- 抜粋文:
####################
『統合型リゾート(IR)整備推進法案』(カジノ法案)の国会審議が大詰めを迎えている。
同法案は日本でカジノ実現に道を開くものだが、超党派の議員立法のため、与党・野党のそれぞれのなかでも賛否が分かれている。
訪日外国人誘致による観光立国の推進や国内経済の活性化を図るためとする一方、ギャンブル依存症や治安への影響などが懸念されているからだ。
今年度の訪日外国人はすでに2000万人を超えた。東京・銀座や渋谷などの繁華街における中国人客の"爆買い"は一息ついたが、現在でも大型のシティホテルだけではなく中小のビジネスホテルまで外国人観光客の姿が目立つ。
訪日客増加の背景には、大量のブランド品購入目的から、日本の暮らしや文化の体験を楽しむためなど、リピーター客の「モノ消費」から「コト消費」への変化が窺える。
訪日外国人は2013年に初めて1000万人を超え、わずか2年で倍増し、政府は2020年に4000万人という目標を掲げている。その実現には民泊の解禁や観光地の多言語対応、Wi-Fi環境の整備などの外国人観光客を受け入れるインフラ整備が不可欠だ。
####################
- 演習データ:

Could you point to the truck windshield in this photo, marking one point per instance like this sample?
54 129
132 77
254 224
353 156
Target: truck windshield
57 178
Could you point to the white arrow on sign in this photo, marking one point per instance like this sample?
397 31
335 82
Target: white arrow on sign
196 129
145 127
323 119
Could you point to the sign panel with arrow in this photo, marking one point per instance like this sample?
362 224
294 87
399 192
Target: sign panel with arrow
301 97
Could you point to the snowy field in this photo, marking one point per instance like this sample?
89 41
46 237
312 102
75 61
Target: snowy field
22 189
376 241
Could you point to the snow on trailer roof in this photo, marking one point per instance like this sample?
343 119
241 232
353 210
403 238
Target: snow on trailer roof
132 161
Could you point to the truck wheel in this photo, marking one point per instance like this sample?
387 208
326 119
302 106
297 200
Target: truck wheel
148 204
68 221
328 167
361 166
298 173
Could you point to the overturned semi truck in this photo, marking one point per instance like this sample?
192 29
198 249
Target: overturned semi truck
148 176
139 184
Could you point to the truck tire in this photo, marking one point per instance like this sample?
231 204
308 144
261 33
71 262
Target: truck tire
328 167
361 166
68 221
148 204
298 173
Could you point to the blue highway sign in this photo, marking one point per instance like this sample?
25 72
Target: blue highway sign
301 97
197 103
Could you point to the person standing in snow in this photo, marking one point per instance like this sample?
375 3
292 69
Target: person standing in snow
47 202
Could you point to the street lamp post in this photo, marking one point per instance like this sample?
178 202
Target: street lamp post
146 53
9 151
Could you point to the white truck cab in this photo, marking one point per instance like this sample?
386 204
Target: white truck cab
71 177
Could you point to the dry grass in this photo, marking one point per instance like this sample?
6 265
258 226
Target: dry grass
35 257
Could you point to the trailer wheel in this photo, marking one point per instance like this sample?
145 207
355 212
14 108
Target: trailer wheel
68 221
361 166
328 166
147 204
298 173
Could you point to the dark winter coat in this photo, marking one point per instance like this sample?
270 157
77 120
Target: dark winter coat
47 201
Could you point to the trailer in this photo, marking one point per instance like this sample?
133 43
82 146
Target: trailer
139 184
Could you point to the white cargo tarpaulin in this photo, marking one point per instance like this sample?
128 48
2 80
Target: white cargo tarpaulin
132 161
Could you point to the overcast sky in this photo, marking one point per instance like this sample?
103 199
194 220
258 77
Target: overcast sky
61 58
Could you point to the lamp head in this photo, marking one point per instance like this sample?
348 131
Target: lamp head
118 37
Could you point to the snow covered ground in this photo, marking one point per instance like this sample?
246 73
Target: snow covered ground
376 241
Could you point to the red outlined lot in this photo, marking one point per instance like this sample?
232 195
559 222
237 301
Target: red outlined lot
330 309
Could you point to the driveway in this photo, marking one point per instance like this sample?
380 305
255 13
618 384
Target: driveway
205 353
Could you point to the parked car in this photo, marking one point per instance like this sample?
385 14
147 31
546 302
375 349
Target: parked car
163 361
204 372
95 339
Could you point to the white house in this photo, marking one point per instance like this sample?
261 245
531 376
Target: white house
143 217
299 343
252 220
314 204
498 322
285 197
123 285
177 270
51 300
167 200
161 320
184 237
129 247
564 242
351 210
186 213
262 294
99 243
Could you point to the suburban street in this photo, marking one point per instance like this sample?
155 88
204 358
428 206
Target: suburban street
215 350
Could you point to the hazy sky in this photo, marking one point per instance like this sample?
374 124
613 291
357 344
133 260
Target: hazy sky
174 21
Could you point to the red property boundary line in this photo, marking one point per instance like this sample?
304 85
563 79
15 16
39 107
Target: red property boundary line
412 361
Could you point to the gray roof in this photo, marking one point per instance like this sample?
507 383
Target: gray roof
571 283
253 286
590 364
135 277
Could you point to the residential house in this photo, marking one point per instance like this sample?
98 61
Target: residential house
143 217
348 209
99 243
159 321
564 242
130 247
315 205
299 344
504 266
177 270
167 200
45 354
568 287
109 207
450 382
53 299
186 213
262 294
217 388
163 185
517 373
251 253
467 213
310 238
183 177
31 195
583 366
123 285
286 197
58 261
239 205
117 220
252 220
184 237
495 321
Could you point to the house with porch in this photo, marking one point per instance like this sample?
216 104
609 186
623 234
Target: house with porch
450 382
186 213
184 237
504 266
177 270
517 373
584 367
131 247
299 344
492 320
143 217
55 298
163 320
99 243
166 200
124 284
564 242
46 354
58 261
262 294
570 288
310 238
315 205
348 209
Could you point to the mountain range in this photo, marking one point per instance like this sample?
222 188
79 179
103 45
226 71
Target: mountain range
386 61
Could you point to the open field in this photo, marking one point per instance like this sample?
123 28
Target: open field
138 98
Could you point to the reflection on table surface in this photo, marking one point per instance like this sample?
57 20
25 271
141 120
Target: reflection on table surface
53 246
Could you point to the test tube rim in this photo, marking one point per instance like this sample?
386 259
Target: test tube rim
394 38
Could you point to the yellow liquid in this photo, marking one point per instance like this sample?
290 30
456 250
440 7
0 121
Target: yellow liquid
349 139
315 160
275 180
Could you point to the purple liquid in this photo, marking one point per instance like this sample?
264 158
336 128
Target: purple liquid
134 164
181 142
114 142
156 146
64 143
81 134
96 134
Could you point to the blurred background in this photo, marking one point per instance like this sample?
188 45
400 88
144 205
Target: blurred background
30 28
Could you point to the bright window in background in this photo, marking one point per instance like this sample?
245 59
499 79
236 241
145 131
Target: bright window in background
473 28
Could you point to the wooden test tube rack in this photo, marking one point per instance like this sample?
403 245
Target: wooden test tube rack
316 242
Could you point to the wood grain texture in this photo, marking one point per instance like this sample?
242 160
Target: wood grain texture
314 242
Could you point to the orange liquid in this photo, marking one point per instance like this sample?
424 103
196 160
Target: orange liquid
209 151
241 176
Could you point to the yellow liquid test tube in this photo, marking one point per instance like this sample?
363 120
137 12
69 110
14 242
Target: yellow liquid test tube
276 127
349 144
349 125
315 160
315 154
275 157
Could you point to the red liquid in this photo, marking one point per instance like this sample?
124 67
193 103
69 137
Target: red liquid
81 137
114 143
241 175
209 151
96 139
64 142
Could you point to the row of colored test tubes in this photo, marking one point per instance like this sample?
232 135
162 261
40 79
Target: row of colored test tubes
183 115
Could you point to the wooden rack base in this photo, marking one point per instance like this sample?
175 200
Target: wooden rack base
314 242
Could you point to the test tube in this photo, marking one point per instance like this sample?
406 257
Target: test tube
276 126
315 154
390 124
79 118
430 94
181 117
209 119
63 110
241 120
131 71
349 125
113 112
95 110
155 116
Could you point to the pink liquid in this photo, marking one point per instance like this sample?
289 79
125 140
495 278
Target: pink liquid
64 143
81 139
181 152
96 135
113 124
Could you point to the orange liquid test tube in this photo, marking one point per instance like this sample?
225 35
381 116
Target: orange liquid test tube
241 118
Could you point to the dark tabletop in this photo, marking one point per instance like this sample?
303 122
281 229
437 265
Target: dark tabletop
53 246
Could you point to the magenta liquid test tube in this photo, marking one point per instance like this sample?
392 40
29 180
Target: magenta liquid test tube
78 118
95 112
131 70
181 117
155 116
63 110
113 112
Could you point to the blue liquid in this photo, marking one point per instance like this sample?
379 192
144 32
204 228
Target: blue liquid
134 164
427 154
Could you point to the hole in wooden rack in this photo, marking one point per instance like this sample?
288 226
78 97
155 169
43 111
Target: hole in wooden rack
####################
- 課題:
[1] 抜粋文の「今年度の訪日外国人はすでに2000万人を超えた。」という一文を英語に訳してください。
[2] 演習データのうち、「Could you point to the magenta」を含む行から演習データの末尾までの行を、「番号」と「内容」の2列からなるMarkdownの表にしてください。空行は除いてください。

- 課題の解答:
[1] The number of foreign visitors to Japan this fiscal year has already exceeded 20 million.

[2]
| 番号 | 内容 |
|---|---|
| 1 | Could you point to the magenta liquid test tube in this photo, marking one point per instance like this sample? |
| 2 | 392 40 |
| 3 | 29 180 |
| 4 | Target: magenta liquid test tube |
| 5 | 78 118 |
| 6 | 95 112 |
| 7 | 131 70 |
| 8 | 181 117 |
| 9 | 155 116 |
| 10 | 63 110 |
| 11 | 113 112 |
| 12 | Could you point to the blue liquid in this photo, marking one point per instance like this sample? |
| 13 | 379 192 |
| 14 | 144 32 |
| 15 | 204 228 |
| 16 | Target: blue liquid |
| 17 | 134 164 |
| 18 | 427 154 |
| 19 | Could you point to the hole in wooden rack in this photo, marking one point per instance like this sample? |
| 20 | 288 226 |
| 21 | 78 97 |
| 22 | 155 169 |
| 23 | 43 111 |
| 24 | Target: hole in wooden rack |